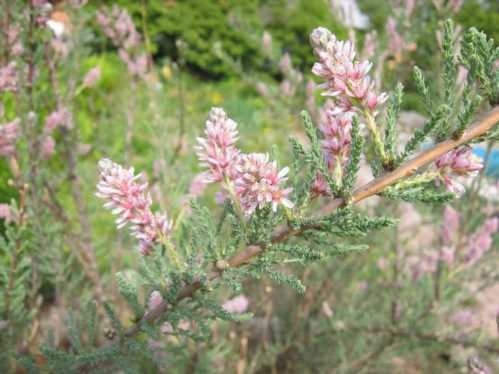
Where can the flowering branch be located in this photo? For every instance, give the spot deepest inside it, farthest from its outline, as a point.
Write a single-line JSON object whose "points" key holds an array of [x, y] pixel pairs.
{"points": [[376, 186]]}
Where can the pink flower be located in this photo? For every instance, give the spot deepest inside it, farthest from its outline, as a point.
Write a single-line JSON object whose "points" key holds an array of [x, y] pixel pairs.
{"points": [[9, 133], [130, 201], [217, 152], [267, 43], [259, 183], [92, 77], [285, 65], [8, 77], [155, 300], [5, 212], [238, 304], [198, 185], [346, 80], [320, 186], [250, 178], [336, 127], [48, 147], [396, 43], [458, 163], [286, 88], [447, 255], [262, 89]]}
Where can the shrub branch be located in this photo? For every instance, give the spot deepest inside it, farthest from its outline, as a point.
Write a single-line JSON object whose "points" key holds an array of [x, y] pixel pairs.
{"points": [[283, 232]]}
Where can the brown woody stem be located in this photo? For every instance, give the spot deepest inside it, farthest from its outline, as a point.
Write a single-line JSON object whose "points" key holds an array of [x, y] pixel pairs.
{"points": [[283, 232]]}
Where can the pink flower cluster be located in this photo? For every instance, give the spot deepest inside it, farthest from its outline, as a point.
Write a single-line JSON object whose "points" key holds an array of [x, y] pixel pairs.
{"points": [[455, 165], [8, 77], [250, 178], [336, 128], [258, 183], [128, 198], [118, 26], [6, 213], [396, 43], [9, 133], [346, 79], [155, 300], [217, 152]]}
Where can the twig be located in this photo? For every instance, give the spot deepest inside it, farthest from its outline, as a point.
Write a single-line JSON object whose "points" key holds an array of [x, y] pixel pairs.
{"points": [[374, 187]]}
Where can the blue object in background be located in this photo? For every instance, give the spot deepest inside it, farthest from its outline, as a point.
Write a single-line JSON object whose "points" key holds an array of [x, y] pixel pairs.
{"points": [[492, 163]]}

━━━━━━━━━━

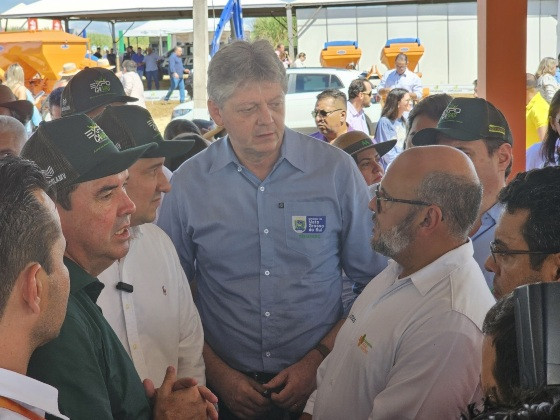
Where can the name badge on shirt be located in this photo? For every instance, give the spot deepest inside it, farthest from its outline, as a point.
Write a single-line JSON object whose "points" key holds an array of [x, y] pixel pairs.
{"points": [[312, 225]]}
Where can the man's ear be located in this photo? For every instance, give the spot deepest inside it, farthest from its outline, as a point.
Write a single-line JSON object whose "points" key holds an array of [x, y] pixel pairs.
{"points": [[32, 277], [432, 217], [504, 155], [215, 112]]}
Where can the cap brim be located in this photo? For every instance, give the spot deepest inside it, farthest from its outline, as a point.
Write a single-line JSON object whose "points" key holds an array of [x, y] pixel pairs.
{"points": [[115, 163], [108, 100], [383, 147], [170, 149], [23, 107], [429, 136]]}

━━━━━━━━━━

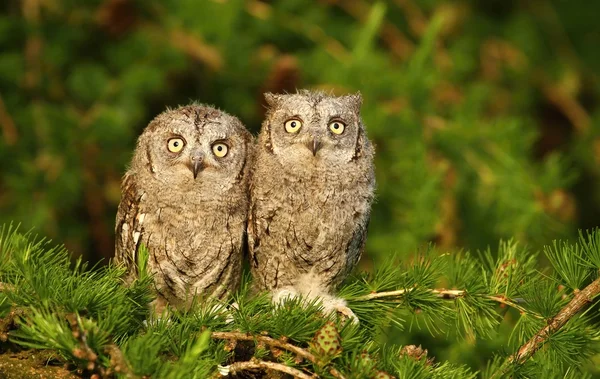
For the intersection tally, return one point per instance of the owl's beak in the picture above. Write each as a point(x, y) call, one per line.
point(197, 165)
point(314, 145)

━━━━━━━━━━

### Your instructions
Extract every line above that contains the string "pink" and copy each one in full, in its original order.

### Response to the task
Where can the pink flower be located in this photo? For every instance, give the spot deepest inside it, farthest from its outline, as a point.
Where can the pink flower cluster be located in this photo? For every instance, give the spot deepest inside it, farthest from its outline, as a point.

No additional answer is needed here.